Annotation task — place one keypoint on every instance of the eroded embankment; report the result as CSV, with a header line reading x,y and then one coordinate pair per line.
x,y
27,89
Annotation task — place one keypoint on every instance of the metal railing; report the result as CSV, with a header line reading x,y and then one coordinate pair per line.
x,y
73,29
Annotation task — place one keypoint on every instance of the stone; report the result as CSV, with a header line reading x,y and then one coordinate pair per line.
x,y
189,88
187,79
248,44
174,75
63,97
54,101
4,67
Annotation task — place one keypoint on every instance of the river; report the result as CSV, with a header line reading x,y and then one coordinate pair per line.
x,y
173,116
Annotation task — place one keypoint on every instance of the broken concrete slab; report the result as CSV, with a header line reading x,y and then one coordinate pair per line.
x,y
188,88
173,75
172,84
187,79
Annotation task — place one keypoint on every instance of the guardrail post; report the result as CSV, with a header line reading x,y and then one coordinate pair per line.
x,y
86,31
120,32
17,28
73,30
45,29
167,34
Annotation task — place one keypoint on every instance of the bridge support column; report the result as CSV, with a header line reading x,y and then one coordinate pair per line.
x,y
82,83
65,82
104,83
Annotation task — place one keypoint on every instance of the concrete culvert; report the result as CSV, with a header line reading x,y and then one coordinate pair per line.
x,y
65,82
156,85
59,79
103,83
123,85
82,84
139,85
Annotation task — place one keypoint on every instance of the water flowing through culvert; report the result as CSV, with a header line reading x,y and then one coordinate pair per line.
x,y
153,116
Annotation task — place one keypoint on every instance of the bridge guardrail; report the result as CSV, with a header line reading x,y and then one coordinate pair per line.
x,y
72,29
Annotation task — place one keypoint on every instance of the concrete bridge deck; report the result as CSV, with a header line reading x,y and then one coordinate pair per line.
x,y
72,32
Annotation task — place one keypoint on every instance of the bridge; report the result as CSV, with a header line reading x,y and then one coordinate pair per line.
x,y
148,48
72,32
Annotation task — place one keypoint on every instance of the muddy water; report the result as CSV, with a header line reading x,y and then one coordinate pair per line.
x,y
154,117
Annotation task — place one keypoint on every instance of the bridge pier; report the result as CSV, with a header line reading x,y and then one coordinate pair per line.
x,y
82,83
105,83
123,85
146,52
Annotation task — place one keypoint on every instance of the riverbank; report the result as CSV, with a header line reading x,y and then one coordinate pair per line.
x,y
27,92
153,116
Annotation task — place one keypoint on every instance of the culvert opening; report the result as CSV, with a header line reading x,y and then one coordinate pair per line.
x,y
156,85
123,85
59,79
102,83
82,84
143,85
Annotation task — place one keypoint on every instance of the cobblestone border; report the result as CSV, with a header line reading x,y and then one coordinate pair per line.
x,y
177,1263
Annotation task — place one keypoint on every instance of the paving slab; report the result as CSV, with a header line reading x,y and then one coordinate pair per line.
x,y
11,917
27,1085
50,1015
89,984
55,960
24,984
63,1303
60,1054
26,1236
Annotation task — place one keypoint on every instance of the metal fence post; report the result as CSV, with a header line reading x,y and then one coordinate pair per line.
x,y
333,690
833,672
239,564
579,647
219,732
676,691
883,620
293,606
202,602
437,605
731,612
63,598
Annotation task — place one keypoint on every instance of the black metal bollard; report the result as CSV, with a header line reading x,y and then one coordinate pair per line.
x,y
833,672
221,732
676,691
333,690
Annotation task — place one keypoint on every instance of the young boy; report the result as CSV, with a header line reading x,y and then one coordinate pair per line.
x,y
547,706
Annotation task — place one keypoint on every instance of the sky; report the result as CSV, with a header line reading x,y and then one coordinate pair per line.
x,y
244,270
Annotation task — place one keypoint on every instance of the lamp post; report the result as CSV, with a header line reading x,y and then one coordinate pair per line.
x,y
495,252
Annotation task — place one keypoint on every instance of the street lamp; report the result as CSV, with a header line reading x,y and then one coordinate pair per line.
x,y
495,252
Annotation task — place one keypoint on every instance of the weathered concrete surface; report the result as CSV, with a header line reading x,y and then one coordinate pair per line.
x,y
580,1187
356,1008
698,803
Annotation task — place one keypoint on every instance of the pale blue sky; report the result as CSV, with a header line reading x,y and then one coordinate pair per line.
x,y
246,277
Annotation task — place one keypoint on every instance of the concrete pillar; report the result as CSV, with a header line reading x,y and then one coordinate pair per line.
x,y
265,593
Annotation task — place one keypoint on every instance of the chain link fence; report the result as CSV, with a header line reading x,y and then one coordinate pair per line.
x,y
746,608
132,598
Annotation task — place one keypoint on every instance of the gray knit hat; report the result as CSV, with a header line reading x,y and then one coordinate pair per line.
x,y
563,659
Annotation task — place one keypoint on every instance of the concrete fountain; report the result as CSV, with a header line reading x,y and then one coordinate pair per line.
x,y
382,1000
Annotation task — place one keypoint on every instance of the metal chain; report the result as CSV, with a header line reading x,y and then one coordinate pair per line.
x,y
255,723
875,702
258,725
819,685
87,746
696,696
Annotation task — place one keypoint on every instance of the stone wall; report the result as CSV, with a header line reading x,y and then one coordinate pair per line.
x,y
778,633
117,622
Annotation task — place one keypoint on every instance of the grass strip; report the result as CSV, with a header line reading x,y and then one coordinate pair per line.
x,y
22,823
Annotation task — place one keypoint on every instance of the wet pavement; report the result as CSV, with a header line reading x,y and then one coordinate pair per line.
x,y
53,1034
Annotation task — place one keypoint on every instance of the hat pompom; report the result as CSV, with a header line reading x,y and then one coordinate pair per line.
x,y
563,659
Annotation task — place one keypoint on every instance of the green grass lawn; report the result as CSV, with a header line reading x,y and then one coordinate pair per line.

=-=-=-=-=

EXERCISE OBJECTIVE
Could you restate every entry verbatim, please?

RESULT
Annotation task — place one keypoint on every instance of the eroded embankment; report the result as CSV, with a header line reading x,y and then one coordinate pair per line.
x,y
27,89
Annotation task — place one keypoint on every instance of the metal railing; report the result as CSV, with a header line reading x,y and then one coordinate pair per line.
x,y
73,29
Annotation task — place one keypoint on every instance of the stone; report the result as CSV, with a header line reading x,y and then one coordinate pair per line.
x,y
189,88
187,79
248,44
174,75
63,97
54,101
4,67
Annotation task — place one keypoint on every instance of the river; report the result as CSV, with a header line reading x,y and then one coordinate pair per line.
x,y
173,116
Annotation task — place one keypoint on every instance of the broken concrete slab; report the result as CSV, with a header line reading x,y and then one coordinate pair per line.
x,y
188,88
173,75
172,84
187,79
Annotation task — place one keypoint on every instance of the guardrail post; report the result as CSV, with a header line reading x,y and then one coordinate pair per line.
x,y
86,31
120,32
17,28
73,30
45,29
167,34
Annotation task — place one keypoint on every instance of the bridge support column; report the result as CSV, with a header line reading x,y and then one coordinate pair per line.
x,y
82,83
65,82
104,83
Annotation task — place one keypoint on every instance of the concrete culvert; report the result as CSV, with a header line reading x,y and then one coordinate pair per line.
x,y
65,82
156,85
59,79
103,83
123,85
82,84
139,85
Annotation task — place one keypoint on every instance of the water flowing through culvert; report the result as CSV, with a header line reading x,y and then one coordinate pair per line.
x,y
153,116
Annotation task — place one keypoint on every instance of the bridge guardrail; report the result as CSV, with a header line reading x,y and then one coordinate pair per line.
x,y
72,29
Annotation task — place one keypoint on every instance of the concrete bridge deck; report the result as CSV, with a header line reading x,y and then one coordinate pair per line.
x,y
72,32
Annotation task — place one keypoint on every instance of the bridge; report the result as CSV, with a header line reading x,y and then one coordinate pair per line.
x,y
148,48
72,32
Annotation task — place one keypoint on every instance of the muddy water; report the result as CSV, with a header line reading x,y and then one coordinate pair per line.
x,y
154,117
Annotation task — place one keypoint on every instance of the bridge pier; report the result as CSV, with a header line reading x,y and then one coordinate pair per line.
x,y
82,83
105,83
123,85
146,52
Annotation task — place one keypoint on every instance of the riverbank; report the result as CSV, with a header line reading x,y and then one coordinate pair per line.
x,y
27,92
153,116
Annotation task — place one keypoint on every instance of the culvert opening; report the result as CSV, with a header line reading x,y and then one coordinate pair per line.
x,y
156,85
123,85
59,79
102,83
82,84
143,85
Annotation task — place one keypoint on every instance of the cobblestone border; report the result as CSV, with a header line reading x,y and then one coordinate pair per line.
x,y
177,1263
Annotation task — place one keypoint on every instance of the paving slab; report the result as CSV, with a header line reading x,y and then one coordinate pair per line.
x,y
11,917
27,1085
50,1015
89,984
55,960
24,984
63,1303
60,1054
26,1236
Annotation task — place one keypoint on every instance of the metal fence post; report the result as CSV, with a header line reading x,y and then one coordinate pair per line.
x,y
333,690
833,672
239,564
579,647
219,732
676,691
883,620
293,606
202,602
437,605
731,612
63,598
Annotation task — place one keypoint on every instance of the black metal bollard; report the result as CSV, with a header line reading x,y and then one coordinate pair per line.
x,y
833,672
221,732
676,691
333,690
Annotation task — place one keypoint on every instance of the young boy; report the result as CSV, with a header line reading x,y and then one coordinate pair per line.
x,y
547,706
Annotation task — place one keypoint on every instance of the sky; report the result as CSV, with a header line reading x,y and then one coordinate pair per line.
x,y
244,270
Annotation task — place one keypoint on every instance of the lamp post; report the result as CSV, with a header line reading x,y and then one coordinate pair per line.
x,y
495,252
Annotation task — place one keypoint on every instance of the street lamp; report the result as CSV, with a header line reading x,y and then one coordinate pair per line.
x,y
495,252
Annotation task — place one keypoint on every instance of the weathered concrete surface; report the result as CSV, with a header line reading x,y and then one coordinate pair per line.
x,y
580,1187
356,1008
698,803
Annotation task — place one keypoint on every instance of the pale blue sky; report the result as CSV, with a header line reading x,y and then one coordinate pair per line.
x,y
246,277
Annotation task — place one keypoint on every instance of the concrete pillar; report the result as CSV, with a header line reading x,y and then one coordinate pair per line.
x,y
265,593
Annotation task — place one keypoint on every instance of the chain link fence; report the result as CSV, with a header line reading x,y and then one coordinate pair per line.
x,y
746,608
132,598
Annotation task — place one keypoint on every instance of the gray knit hat; report the result as CSV, with a header line reading x,y and then one coordinate pair per line.
x,y
563,659
Annotation task — place one keypoint on every instance of the concrete fountain; report the result as CSV, with a header line reading x,y and then one coordinate pair per line.
x,y
382,1000
Annotation task — place one keypoint on every instance of the metal chain; report the result as CSV, with a header line reading x,y and then one coordinate pair per line.
x,y
255,723
875,702
258,725
819,685
87,746
696,696
Annotation task — place one keypoint on every instance of the stone wall; report the result as CSV, with a header line reading x,y and then one coordinate pair per line.
x,y
778,633
117,622
Annotation task — place one keypoint on every instance of the grass strip; report the result as CSV, with a header line reading x,y and then one coordinate pair per line.
x,y
22,823
Annotation task — place one keypoint on every instance of the wet pavement; report the result as CSV, with a header line reading x,y and then one coordinate pair per line.
x,y
53,1034
Annotation task — place one keypoint on every instance of the hat pompom; report the result as CSV, with a header line reading x,y and then one coordinate pair per line.
x,y
563,659
Annotation task — place one keypoint on every instance of the green grass lawn; report the result as CSV, with a header line reading x,y and then one coordinate pair per line.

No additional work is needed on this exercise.